GIVEN TASK:
Copy every row in the stretch from the one containing "# test: identify the white" through the end of the rows, leaving all wording unchanged except that 107 is added to every point coordinate.

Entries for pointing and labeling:
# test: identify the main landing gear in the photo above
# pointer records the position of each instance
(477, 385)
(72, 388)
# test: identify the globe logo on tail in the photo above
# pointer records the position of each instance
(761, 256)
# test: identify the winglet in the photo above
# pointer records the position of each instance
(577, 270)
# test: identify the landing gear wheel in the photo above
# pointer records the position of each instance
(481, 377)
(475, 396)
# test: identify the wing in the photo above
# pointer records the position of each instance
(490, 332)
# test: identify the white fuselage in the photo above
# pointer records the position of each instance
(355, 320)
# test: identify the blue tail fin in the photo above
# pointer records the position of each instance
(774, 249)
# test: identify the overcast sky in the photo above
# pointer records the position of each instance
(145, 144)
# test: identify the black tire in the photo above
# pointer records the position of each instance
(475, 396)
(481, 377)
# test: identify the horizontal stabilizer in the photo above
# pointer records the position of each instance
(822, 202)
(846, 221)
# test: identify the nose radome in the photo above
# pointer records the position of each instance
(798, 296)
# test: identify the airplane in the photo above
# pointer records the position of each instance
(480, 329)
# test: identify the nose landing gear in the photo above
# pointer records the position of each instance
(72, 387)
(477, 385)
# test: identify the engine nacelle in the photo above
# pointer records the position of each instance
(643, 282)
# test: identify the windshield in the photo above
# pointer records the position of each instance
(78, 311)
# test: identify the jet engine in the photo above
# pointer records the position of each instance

CORRECT ANSWER:
# test: identify the white fuselage in the photo above
# pointer records the position of each instance
(462, 427)
# test: identify the blue tail fin in the photo above
# pointer records the position of each instance
(881, 356)
# test: identify the overcast sky in the photo above
# pointer records the position of each instance
(252, 251)
# test: identify the black tire in the photo above
# pointer records the position of each instance
(582, 503)
(588, 484)
# test: identify the horizontal stabilizer in the photo above
# pointer records the position of each instance
(929, 309)
(953, 328)
# test: identify the nose radome in the photo above
# pointer records the position of each instance
(905, 403)
# test: identify the airplane in the photo above
# pointer records the position of each instance
(587, 436)
# test: identify the nose landing gear in the photo above
# pointer records the position of each instance
(179, 494)
(584, 492)
# test: identify the engine nacelle in the photo above
# pointer records the position of each instance
(750, 389)
# test: identify the windshield in the photo above
# pointer records the position of each instance
(185, 418)
# test: identify the jet engine in the photo above
# pointer records the position of each instance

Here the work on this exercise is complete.